▸ Opdrachtdoel
Kun je alle regels van de onderstaande records weergeven als genummerde lijst, zonder lege regels?

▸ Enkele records
+++

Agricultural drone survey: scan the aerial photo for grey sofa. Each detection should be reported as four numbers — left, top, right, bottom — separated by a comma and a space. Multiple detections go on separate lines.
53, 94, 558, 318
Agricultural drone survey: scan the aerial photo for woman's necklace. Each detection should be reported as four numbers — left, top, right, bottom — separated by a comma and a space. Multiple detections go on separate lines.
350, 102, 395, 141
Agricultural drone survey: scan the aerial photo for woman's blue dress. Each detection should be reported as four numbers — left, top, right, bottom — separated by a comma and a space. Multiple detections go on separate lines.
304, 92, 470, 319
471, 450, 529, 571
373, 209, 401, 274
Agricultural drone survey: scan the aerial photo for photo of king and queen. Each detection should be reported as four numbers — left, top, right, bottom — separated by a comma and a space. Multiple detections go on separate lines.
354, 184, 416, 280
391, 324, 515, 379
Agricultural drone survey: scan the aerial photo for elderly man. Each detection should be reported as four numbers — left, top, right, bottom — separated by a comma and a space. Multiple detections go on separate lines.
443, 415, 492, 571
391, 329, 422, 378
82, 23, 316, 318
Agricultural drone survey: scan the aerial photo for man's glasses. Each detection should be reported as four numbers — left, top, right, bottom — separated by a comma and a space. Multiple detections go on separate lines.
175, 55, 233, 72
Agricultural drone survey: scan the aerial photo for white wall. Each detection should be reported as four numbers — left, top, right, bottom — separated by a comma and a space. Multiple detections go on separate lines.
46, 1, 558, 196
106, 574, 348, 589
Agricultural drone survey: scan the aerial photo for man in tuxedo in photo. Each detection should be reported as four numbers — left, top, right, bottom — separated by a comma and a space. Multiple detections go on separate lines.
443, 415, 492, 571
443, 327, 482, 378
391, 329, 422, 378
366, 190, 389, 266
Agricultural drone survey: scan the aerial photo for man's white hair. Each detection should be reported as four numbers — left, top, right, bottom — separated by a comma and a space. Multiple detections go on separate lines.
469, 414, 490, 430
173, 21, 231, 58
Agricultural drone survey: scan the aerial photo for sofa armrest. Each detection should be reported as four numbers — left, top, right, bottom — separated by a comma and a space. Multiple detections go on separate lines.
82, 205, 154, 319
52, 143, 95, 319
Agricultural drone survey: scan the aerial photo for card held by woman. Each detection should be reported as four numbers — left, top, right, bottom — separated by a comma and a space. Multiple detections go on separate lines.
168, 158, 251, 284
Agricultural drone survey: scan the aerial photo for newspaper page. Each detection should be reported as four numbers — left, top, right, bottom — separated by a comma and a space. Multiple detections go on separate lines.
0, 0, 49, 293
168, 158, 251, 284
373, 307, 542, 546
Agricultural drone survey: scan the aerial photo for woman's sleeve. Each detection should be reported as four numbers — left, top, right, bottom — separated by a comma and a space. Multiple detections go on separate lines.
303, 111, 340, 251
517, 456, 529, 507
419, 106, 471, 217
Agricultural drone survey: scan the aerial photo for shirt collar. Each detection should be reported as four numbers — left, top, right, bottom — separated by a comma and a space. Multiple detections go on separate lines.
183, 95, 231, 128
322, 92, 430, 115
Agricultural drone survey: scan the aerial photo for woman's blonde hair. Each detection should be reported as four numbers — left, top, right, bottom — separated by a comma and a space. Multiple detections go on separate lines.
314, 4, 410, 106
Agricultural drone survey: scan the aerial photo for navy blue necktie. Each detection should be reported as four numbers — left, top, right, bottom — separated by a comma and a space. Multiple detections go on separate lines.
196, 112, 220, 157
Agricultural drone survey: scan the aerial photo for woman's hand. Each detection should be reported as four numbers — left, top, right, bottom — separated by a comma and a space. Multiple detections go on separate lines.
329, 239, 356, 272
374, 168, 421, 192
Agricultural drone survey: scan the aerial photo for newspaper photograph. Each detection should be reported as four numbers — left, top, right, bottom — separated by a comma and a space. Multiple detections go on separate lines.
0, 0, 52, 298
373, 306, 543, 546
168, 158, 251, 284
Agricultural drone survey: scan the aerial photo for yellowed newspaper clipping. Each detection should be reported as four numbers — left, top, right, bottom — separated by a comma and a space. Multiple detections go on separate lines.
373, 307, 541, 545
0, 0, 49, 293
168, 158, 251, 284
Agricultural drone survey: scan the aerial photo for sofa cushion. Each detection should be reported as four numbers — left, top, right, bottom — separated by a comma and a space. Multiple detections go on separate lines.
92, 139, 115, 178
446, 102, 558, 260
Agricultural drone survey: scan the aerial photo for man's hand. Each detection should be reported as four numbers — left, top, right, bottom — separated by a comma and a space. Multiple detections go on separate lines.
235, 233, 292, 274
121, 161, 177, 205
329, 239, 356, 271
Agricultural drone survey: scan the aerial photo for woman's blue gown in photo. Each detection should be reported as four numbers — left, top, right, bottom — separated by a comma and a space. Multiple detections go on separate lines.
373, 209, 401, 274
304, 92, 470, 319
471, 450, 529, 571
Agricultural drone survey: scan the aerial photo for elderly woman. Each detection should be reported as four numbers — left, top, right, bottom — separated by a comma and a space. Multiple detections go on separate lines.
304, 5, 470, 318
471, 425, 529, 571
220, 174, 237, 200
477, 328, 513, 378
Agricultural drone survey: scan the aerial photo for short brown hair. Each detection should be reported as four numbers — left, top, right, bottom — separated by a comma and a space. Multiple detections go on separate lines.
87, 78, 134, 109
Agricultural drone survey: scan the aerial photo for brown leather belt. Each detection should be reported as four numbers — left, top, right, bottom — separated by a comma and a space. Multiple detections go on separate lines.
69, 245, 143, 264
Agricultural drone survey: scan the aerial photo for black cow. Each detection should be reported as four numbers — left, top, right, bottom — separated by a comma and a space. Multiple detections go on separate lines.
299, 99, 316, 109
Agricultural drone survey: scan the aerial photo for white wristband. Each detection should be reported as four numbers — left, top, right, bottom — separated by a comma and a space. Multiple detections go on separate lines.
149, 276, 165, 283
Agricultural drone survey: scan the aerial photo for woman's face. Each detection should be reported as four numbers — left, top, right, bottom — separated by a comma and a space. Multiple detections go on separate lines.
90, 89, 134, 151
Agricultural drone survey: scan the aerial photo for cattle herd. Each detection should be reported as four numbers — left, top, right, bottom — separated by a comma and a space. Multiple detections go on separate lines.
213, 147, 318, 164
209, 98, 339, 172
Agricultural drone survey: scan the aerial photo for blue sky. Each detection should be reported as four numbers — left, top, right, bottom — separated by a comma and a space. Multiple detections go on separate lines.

+++

▸ Uitwerking opdracht
1. Agricultural drone survey: scan the aerial photo for grey sofa. Each detection should be reported as four numbers — left, top, right, bottom — separated by a comma and a space. Multiple detections go on separate lines.
2. 53, 94, 558, 318
3. Agricultural drone survey: scan the aerial photo for woman's necklace. Each detection should be reported as four numbers — left, top, right, bottom — separated by a comma and a space. Multiple detections go on separate lines.
4. 350, 102, 395, 141
5. Agricultural drone survey: scan the aerial photo for woman's blue dress. Each detection should be reported as four numbers — left, top, right, bottom — separated by a comma and a space. Multiple detections go on separate lines.
6. 304, 92, 470, 319
7. 471, 450, 529, 571
8. 373, 209, 401, 274
9. Agricultural drone survey: scan the aerial photo for photo of king and queen. Each detection should be reported as four numbers — left, top, right, bottom — separated by a comma and a space. Multiple detections go on separate lines.
10. 354, 184, 416, 280
11. 391, 324, 515, 379
12. Agricultural drone survey: scan the aerial photo for elderly man. Each detection should be reported as four numbers — left, top, right, bottom — separated by a comma and a space. Multiple detections go on separate lines.
13. 443, 415, 492, 571
14. 391, 329, 422, 378
15. 82, 23, 316, 318
16. Agricultural drone survey: scan the aerial photo for man's glasses. Each detection should be reported as four numbers — left, top, right, bottom — separated by a comma and a space. Multiple detections go on separate lines.
17. 175, 55, 233, 72
18. Agricultural drone survey: scan the aerial photo for white wall. Each detection should be reported as four numbers — left, top, right, bottom — separated by a comma and a space. Multiple detections go on separate lines.
19. 46, 1, 558, 196
20. 106, 574, 348, 589
21. Agricultural drone survey: scan the aerial photo for man in tuxedo in photo. Each detection should be reported as four numbers — left, top, right, bottom — separated by a comma and a space. Multiple detections go on separate lines.
22. 443, 415, 492, 571
23. 443, 327, 482, 378
24. 391, 329, 422, 378
25. 366, 190, 389, 266
26. Agricultural drone survey: scan the aerial photo for man's white hair. Each detection should be reported as four numbers — left, top, right, bottom — separated by a comma and a space. Multiple detections go on separate lines.
27. 469, 414, 490, 430
28. 173, 21, 231, 58
29. Agricultural drone survey: scan the aerial photo for sofa armrest. Each detection should be reported as four numbers — left, top, right, bottom — separated by a comma and a space. Multiple detections go on separate lines.
30. 82, 205, 154, 319
31. 52, 143, 95, 319
32. Agricultural drone survey: scan the aerial photo for card held by woman. Each detection should be reported as four numbers — left, top, right, bottom — separated by a comma and a space. Multiple detections go on separate lines.
33. 168, 158, 251, 284
34. Agricultural drone survey: scan the aerial photo for newspaper page. Each detection should be reported as four numbers — left, top, right, bottom — separated by a comma and a space. Multiple detections go on separate lines.
35. 0, 0, 49, 293
36. 168, 158, 251, 284
37. 373, 307, 542, 546
38. Agricultural drone survey: scan the aerial photo for woman's sleeve. Each detection should be reported as four numbers — left, top, right, bottom — separated by a comma and a space. Multiple detections go on separate lines.
39. 303, 111, 340, 251
40. 517, 456, 529, 507
41. 419, 106, 471, 217
42. Agricultural drone survey: scan the aerial photo for shirt collar. Each detection should be reported as four numbers — left, top, right, bottom — separated by a comma and a space. Multiple detections go on separate lines.
43. 183, 95, 231, 128
44. 322, 92, 430, 115
45. Agricultural drone survey: scan the aerial photo for woman's blonde hair. Each detection should be reported as four numbers — left, top, right, bottom — separated by a comma and a space. Multiple detections go on separate lines.
46. 314, 4, 410, 106
47. Agricultural drone survey: scan the aerial photo for navy blue necktie. Each detection should be reported as four numbers — left, top, right, bottom — separated by a comma and a space. Multiple detections go on separate lines.
48. 196, 112, 220, 157
49. Agricultural drone survey: scan the aerial photo for woman's hand. Each detection should be reported as four numbers — left, top, right, bottom — separated by a comma and a space. Multiple detections go on separate lines.
50. 329, 239, 356, 272
51. 374, 168, 421, 192
52. Agricultural drone survey: scan the aerial photo for newspaper photograph. Each detection should be reported as four numbers — left, top, right, bottom — separated by a comma and a space. Multiple detections go on separate lines.
53. 0, 0, 52, 298
54. 373, 306, 543, 546
55. 168, 158, 251, 284
56. Agricultural drone survey: scan the aerial photo for yellowed newspaper clipping. Each detection should be reported as four numbers — left, top, right, bottom — separated by a comma and a space. Multiple detections go on separate lines.
57. 373, 307, 541, 545
58. 0, 0, 49, 293
59. 168, 158, 251, 284
60. Agricultural drone survey: scan the aerial photo for sofa cushion. Each detection should be reported as four numbers — left, top, right, bottom — separated by a comma and a space. Multiple detections go on separate lines.
61. 92, 139, 115, 178
62. 446, 102, 558, 260
63. Agricultural drone survey: scan the aerial photo for man's hand. Each detection should be reported as four numbers — left, top, right, bottom — separated by a comma and a space. Multiple detections go on separate lines.
64. 235, 233, 292, 274
65. 121, 161, 177, 205
66. 329, 239, 356, 271
67. Agricultural drone survey: scan the aerial photo for woman's blue gown in photo. Each detection should be reported as four numbers — left, top, right, bottom — separated by a comma and a space. Multiple detections go on separate lines.
68. 373, 209, 401, 274
69. 304, 92, 470, 319
70. 471, 450, 529, 571
71. Agricultural drone survey: scan the aerial photo for elderly woman. Each detection should be reported as four numbers — left, top, right, bottom — separated by a comma and a space. Multiple detections go on separate lines.
72. 304, 5, 470, 318
73. 471, 425, 529, 571
74. 220, 174, 237, 200
75. 477, 328, 513, 378
76. Agricultural drone survey: scan the aerial photo for short brown hair. Each detection should be reported as four numbers — left, top, right, bottom — separated by a comma and a space. Multiple detections go on separate lines.
77. 87, 78, 134, 109
78. Agricultural drone survey: scan the aerial photo for brown leather belt. Each detection should be reported as four numbers — left, top, right, bottom — separated by a comma and a space. Multiple detections go on separate lines.
79. 69, 245, 143, 264
80. Agricultural drone survey: scan the aerial photo for black cow. Each detection should be reported as four numbers — left, top, right, bottom — separated by a comma and a space. Multiple detections go on separate lines.
81. 299, 99, 316, 109
82. Agricultural drone survey: scan the aerial photo for white wristband. Each detection should be reported as four numbers — left, top, right, bottom — separated by a comma and a space. Multiple detections go on separate lines.
83. 149, 276, 165, 283
84. Agricultural drone survey: scan the aerial photo for woman's face. Each detection should be reported as four numbers — left, top, right, bottom — separated by a comma and a space. Multiple detections go on separate lines.
85. 90, 89, 134, 151
86. Agricultural drone survey: scan the aerial photo for cattle herd. Each detection should be reported as four numbers — left, top, right, bottom — separated by a comma and a space. Multiple detections go on separate lines.
87. 213, 147, 318, 164
88. 209, 98, 339, 172
89. Agricultural drone survey: scan the aerial photo for blue sky. Each detection should be reported as four numbers — left, top, right, bottom — separated by a comma and a space. Multiple detections go on separate lines.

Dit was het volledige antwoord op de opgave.